COSA FARE:
Nel materiale qui sotto sostituisci "Keypoints" con "Points" ogni volta che compare e riscrivilo per intero, senza cambiare nient'altro.
----
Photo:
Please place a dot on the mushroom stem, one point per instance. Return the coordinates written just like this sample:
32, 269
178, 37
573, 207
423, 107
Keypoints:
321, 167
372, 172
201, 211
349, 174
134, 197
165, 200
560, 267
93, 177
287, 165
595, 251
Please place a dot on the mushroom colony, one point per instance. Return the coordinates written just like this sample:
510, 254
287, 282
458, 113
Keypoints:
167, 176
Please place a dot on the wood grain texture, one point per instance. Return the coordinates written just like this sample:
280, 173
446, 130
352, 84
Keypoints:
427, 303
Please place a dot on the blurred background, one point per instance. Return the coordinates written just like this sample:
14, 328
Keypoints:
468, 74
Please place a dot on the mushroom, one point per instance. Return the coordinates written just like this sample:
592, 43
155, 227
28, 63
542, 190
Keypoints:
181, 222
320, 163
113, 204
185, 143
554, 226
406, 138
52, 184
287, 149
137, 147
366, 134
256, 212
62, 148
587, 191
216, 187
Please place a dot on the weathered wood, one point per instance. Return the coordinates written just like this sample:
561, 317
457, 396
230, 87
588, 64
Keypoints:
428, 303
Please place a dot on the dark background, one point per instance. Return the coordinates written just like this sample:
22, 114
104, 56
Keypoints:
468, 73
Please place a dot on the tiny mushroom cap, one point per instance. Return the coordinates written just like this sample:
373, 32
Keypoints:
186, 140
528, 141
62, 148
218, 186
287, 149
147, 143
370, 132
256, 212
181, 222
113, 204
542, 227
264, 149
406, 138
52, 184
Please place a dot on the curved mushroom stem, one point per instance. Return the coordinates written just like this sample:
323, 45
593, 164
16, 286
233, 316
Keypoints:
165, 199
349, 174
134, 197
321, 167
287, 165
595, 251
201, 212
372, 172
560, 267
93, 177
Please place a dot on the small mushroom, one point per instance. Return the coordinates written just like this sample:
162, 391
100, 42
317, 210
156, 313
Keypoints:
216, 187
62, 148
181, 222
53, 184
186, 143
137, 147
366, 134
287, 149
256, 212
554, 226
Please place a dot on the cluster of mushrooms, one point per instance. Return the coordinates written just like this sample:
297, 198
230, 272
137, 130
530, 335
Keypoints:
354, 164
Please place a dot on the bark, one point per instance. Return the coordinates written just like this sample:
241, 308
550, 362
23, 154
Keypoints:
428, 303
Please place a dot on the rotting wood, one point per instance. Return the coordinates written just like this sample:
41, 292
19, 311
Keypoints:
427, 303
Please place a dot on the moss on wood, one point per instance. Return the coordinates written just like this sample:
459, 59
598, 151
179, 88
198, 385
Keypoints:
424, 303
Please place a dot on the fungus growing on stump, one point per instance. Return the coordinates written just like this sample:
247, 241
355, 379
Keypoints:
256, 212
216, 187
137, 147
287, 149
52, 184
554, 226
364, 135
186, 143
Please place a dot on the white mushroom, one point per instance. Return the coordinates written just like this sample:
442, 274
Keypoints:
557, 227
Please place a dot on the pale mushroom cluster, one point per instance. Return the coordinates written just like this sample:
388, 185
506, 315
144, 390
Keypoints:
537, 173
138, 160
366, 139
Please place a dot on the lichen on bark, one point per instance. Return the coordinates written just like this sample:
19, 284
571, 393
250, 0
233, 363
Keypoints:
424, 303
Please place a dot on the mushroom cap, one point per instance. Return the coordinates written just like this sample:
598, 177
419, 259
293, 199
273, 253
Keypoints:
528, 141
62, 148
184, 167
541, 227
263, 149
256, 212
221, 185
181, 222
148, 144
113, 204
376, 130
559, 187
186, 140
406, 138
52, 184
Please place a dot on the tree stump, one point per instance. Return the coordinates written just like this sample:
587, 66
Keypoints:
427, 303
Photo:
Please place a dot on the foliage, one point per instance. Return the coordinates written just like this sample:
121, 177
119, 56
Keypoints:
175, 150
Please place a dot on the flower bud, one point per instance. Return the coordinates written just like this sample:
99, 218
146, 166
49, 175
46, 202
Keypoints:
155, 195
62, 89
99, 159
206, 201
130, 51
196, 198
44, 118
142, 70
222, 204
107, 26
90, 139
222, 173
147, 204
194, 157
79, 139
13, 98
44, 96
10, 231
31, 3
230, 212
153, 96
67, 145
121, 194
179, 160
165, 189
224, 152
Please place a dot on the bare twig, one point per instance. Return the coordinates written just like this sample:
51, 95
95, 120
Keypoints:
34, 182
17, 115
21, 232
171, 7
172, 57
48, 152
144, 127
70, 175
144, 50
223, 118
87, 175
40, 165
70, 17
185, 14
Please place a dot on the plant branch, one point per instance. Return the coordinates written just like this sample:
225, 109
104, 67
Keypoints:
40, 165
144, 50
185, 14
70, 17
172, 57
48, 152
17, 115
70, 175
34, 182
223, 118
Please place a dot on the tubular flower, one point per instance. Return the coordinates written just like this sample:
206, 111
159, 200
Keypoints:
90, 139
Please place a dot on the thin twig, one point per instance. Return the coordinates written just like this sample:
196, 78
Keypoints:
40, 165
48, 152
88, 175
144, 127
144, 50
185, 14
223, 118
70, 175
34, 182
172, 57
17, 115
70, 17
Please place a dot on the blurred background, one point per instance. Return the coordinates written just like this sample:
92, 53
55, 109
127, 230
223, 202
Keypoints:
----
RISPOSTA:
Photo:
Please place a dot on the mushroom stem, one point per instance. Return the coordinates written just like this sample:
32, 269
178, 37
573, 207
423, 107
Points:
321, 167
372, 172
201, 211
349, 174
134, 197
165, 200
560, 267
93, 177
287, 165
595, 251
Please place a dot on the mushroom colony, one point per instance. Return the coordinates written just like this sample:
510, 254
287, 282
458, 113
Points:
167, 176
Please place a dot on the wood grain texture, one point per instance. Return the coordinates written just like this sample:
280, 173
446, 130
352, 84
Points:
427, 303
Please place a dot on the blurred background, one point per instance. Return the coordinates written just like this sample:
14, 328
Points:
468, 74
Please place a dot on the mushroom, one point per instance. Return the coordinates written just like this sample:
592, 43
155, 227
28, 63
542, 190
Points:
181, 222
320, 163
113, 204
185, 143
554, 226
406, 138
52, 184
287, 149
137, 147
366, 134
256, 212
62, 148
587, 191
216, 187
Please place a dot on the weathered wood, one point per instance. Return the coordinates written just like this sample:
561, 317
457, 396
230, 87
588, 64
Points:
428, 303
Please place a dot on the dark background, one point per instance. Return the coordinates written just like this sample:
22, 114
104, 56
Points:
468, 73
Please place a dot on the tiny mushroom cap, one point per instance. Return the coordinates written just like this sample:
373, 32
Points:
186, 140
528, 141
62, 148
218, 186
287, 149
147, 143
370, 132
256, 212
181, 222
113, 204
542, 227
264, 149
406, 138
52, 184
Please place a dot on the curved mushroom stem, one point per instance. Return the coordinates written just like this sample:
323, 45
593, 164
16, 286
233, 316
Points:
165, 199
349, 174
134, 197
321, 167
287, 165
595, 251
201, 212
372, 172
560, 267
93, 177
Please place a dot on the small mushroom, one point per instance. Return the coordinates written just like this sample:
162, 391
100, 42
317, 210
156, 313
Points:
216, 187
62, 148
181, 222
53, 184
186, 143
137, 147
366, 134
287, 149
256, 212
554, 226
Please place a dot on the cluster of mushrooms, one point per instance. Return the coordinates written just like this sample:
297, 198
230, 272
137, 130
530, 335
Points:
354, 164
Please place a dot on the bark, one point per instance. Return the coordinates written just like this sample:
241, 308
550, 362
23, 154
Points:
428, 303
Please place a dot on the rotting wood, one point per instance. Return the coordinates written just like this sample:
41, 292
19, 311
Points:
427, 303
Please place a dot on the moss on wood, one point per instance. Return the coordinates written just like this sample:
459, 59
598, 151
179, 88
198, 385
Points:
424, 303
Please place a dot on the fungus growing on stump, one point per instance. Return the coordinates written just like this sample:
247, 241
355, 379
Points:
256, 212
216, 187
137, 147
287, 149
52, 184
554, 226
364, 135
186, 143
Please place a dot on the white mushroom, one point per instance. Return the coordinates written just like this sample:
442, 274
Points:
557, 227
Please place a dot on the pale mushroom cluster, one point per instance. Return the coordinates written just like this sample:
388, 185
506, 315
144, 390
Points:
537, 173
138, 160
366, 139
Please place a dot on the lichen on bark, one point per instance. Return the coordinates written just like this sample:
19, 284
571, 393
250, 0
233, 363
Points:
424, 303
Please place a dot on the mushroom cap, one point per instance. Return the coordinates written just like this sample:
598, 177
419, 259
293, 199
273, 253
Points:
528, 141
62, 148
184, 167
541, 227
263, 149
256, 212
221, 185
181, 222
148, 144
113, 204
376, 130
559, 187
186, 140
406, 138
52, 184
Please place a dot on the tree stump, one point per instance. Return the coordinates written just like this sample:
587, 66
Points:
427, 303
Photo:
Please place a dot on the foliage, one point per instance. Return the coordinates written just like this sample:
121, 177
119, 56
Points:
175, 150
Please place a dot on the flower bud, one point per instance. Return the coordinates written just like this sample:
99, 218
146, 166
49, 175
46, 202
Points:
155, 195
62, 89
99, 159
206, 201
130, 51
196, 198
44, 118
142, 70
222, 204
107, 26
90, 139
222, 173
147, 204
194, 157
79, 139
13, 98
44, 96
10, 231
31, 3
230, 212
153, 96
67, 145
121, 194
179, 160
165, 189
224, 152
Please place a dot on the bare twig, one point per instance. Return the coordinates written just like this sample:
51, 95
95, 120
Points:
34, 182
17, 115
21, 232
171, 7
172, 57
48, 152
144, 127
70, 175
144, 50
223, 118
87, 175
40, 165
70, 17
185, 14
Please place a dot on the plant branch, one point per instance. Return the coordinates written just like this sample:
225, 109
104, 67
Points:
40, 165
144, 50
185, 14
70, 17
172, 57
48, 152
17, 115
70, 175
34, 182
223, 118
Please place a dot on the tubular flower, one point per instance. Return the coordinates written just like this sample:
206, 111
159, 200
Points:
90, 139
Please place a dot on the thin twig, one point per instance. Return the coordinates written just like this sample:
196, 78
Points:
40, 165
48, 152
88, 175
144, 127
144, 50
185, 14
223, 118
70, 175
34, 182
172, 57
17, 115
70, 17
Please place a dot on the blurred background, one point per instance. Return the coordinates written just like this sample:
92, 53
55, 109
127, 230
223, 202
Points:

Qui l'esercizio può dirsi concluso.